» **Passage**:
-------

Nolan took a part-time job to support her granddaughter who lives with her in the southeastern state of Kentucky, only to be told that the employment made her ineligible for a government housing subsidy.
Nolan's monthly rent rose to $740 from $77, prompting her to quit the job and seek to get the decision reversed - but she is now months behind on her rent and worried about being evicted.
"I'm going to vote because, like I tell everyone, poor people just can't make it," said Nolan, 68, who lives in the city of Louisville.
Hughes and Nolan are part of the Homes Guarantee campaign, which is calling for federal protection for tenants, including rent controls, the right to renew their leases, to form tenants' unions and to repair their homes should landlords fail to do so.
The project is run by the People's Action, a national grassroots organizing network, which is urging President Joe Biden to take executive action on rent inflation.
The White House did not immediately respond to a request for comment though it last month announced new steps aimed at boosting finance for housing construction.
Nevertheless, Republicans are expected to win control of the House of Representatives and possibly also the Senate on Nov. 8, as polls suggest that voters trust them more than Democrats to tackle the most pressing issues - inflation and the economy.
'Rent as a central pain point'
Rent is the biggest expense for most poor and working-class families, and increases can be devastating, said Tara Raghuveer, a tenant organizer and Homes Guarantee's campaign director.
In recent weeks, the campaign has been knocking on an estimated 10,000 renters' doors in 26 cities to gauge experiences and drum up support.
"There is an intense focus on the rent as a central pain point when people are thinking about the economy," Raghuveer said. "And that is motivating some people to get involved in organizing other tenants."
Among renters who say rising housing costs have negatively affected their families, 58% say they are more politically active than they were two years ago, said Rob Warnock, a senior research associate with Apartment List rental platform.
"Increased political engagement among a coalition of renters could have the potential to swing elections, and the upcoming midterms could prove to be a turning point where such a movement gains momentum," Apartment List said on its website.
The pandemic's economic turmoil doubled the number of households with rent arrears last year to 7 million - or 15% - according to the Urban Institute think-tank, but they were protected until August 2021 by a federal ban on evictions.

-------

Stored data entries
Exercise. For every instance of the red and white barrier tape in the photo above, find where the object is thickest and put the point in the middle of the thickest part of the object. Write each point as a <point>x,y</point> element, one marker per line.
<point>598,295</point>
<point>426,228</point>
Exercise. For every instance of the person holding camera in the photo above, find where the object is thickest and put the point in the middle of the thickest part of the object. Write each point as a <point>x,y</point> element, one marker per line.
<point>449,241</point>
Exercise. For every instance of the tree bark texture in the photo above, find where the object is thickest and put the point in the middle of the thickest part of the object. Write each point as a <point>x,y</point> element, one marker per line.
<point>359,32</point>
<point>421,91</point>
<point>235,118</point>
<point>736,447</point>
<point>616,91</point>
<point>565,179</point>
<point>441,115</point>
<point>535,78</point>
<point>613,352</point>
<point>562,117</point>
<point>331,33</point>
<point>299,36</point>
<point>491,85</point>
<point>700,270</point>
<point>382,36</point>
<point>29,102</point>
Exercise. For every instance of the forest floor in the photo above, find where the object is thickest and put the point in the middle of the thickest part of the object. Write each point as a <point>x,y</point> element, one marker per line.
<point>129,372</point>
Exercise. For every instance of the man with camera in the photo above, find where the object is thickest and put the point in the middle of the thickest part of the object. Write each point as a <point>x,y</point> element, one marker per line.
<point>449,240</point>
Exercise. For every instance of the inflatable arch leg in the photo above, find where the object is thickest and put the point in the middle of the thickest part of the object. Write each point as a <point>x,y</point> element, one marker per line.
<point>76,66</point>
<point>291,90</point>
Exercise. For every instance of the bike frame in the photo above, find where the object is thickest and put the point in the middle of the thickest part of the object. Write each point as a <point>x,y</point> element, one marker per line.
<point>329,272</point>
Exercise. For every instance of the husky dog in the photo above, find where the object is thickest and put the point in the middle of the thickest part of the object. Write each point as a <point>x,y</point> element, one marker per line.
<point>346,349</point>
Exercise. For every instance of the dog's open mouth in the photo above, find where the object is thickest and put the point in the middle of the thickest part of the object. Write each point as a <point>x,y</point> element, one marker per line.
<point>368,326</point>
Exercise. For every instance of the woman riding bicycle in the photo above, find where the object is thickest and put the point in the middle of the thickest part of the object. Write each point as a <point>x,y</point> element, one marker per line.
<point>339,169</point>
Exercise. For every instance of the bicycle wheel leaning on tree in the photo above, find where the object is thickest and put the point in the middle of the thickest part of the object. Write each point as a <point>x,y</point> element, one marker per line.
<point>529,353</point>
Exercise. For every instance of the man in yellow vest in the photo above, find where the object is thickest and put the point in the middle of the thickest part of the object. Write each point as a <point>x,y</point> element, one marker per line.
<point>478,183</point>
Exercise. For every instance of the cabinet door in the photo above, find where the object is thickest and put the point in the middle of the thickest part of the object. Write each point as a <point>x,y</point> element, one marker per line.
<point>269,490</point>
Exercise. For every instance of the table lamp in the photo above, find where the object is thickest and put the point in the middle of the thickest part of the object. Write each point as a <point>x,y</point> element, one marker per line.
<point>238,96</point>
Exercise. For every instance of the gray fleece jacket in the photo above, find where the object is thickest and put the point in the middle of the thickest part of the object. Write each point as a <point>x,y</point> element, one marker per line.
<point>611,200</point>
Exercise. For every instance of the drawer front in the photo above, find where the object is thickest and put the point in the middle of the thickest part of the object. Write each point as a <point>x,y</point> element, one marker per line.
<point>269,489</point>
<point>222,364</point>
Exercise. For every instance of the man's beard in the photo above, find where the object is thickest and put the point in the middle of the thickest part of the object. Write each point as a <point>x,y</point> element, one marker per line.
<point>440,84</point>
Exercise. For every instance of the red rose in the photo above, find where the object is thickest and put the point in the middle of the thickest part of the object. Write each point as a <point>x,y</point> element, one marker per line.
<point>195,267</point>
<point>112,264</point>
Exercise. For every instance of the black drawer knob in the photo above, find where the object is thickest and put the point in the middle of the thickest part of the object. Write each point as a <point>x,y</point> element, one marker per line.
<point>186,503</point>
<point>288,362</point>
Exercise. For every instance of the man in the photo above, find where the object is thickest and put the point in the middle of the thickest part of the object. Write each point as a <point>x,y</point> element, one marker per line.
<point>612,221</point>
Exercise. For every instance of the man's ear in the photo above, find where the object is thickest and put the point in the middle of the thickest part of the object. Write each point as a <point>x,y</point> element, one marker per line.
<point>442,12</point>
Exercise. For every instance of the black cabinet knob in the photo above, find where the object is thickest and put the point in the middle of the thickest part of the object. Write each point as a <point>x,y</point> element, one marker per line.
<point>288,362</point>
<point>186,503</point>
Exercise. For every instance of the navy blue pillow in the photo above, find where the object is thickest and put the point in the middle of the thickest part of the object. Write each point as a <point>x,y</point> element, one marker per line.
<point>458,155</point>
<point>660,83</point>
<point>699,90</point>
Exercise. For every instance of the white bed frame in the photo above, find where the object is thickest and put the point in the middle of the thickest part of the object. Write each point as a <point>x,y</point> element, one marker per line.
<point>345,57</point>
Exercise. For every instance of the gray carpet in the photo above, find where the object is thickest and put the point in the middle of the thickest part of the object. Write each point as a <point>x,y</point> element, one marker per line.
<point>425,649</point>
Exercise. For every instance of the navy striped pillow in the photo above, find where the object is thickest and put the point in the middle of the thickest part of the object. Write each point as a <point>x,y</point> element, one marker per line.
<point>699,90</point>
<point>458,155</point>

-------

» **Tasks to perform**:
**A.** Answer these questions from the passage about renters and rising rent:
(i) To what amount did Nolan's monthly rent rise, and from what amount?
(ii) How many renters' doors has the campaign been knocking on, and in how many cities?
(iii) Until what month and year did a federal ban on evictions protect households with rent arrears?
**B.** Carry on the passage about renters and rising rent from the point where it stops.

» **Answers below**:
**A.**
(i) It rose to $740 from $77.
(ii) An estimated 10,000 doors in 26 cities.
(iii) August 2021.

**B.**
The U.S. government does not collect eviction data but Princeton University’s Eviction Lab has recorded more than 1.2 million evictions in six states and 31 cities that it has been tracking since COVID-19 struck in March 2020.
"We're having a return of the eviction crisis in Virginia," said Marty Wegbreit, director of litigation with the Central Virginia Legal Aid Society, which helps tenants facing eviction.
More than 12,000 people were evicted in the Southern state of Virginia in September, he said.
In the state's capital, Richmond, about 100 miles (161 km)south of Washington D.C., most tenants are paying more than 30% of their income for rent – and many are paying 50%, he said.
The state is seeking to head off evictions through a pilot program that helps pay for medical expenses or other bills, but that can only help so much, Wegbreit said.
"Until housing is elevated to at least the level of government support for other essentials such as food and health care, we'll continue to have an eviction crisis," he said.
The National Low Income Housing Coalition is tracking more than 50 ballot initiatives for Nov. 8 that could change state housing laws, for example by controlling rents and giving tenants the right to legal representation in eviction courts.
"Ballot initiatives have become an increasingly powerful and popular tool" for advocates, said Rasheedah Phillips, housing director with PolicyLink, a California-based research institute which seeks to advance social and economic equity.
"Rising rents paired with inflation has resulted in economic justice becoming a key issue for voters across political affiliation," she said.
"We can expect this to be a mobilizing issue for voters."